> _Required task_:
Convert every line of the data below into a JSON list of strings, one string per line, skipping blank lines. Leave the pictures out of the list.

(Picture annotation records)
* Start *

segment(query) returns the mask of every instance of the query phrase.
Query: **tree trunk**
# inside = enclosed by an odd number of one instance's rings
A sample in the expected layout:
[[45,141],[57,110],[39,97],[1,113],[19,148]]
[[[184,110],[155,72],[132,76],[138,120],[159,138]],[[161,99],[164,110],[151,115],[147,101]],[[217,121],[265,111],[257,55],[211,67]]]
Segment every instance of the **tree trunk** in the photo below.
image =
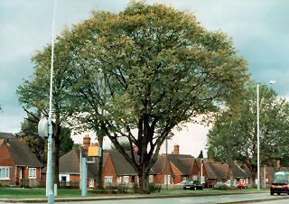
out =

* End *

> _Answer to this task_:
[
  "segment(query) returns the mask of every instance of the query phrase.",
  "Query: **tree trunk**",
  "# inside = enclosed by an odd number of one instance's rings",
  "A sample in the expected layout:",
  "[[45,141],[57,110],[39,97],[1,113],[19,148]]",
  "[[[184,110],[155,72],[132,76],[138,120],[159,138]],[[161,99],[164,110],[151,115],[147,101]],[[217,121],[265,111],[257,55],[211,67]]]",
  "Segment every instance of the **tree trunk** in the photo below.",
  "image =",
  "out ="
]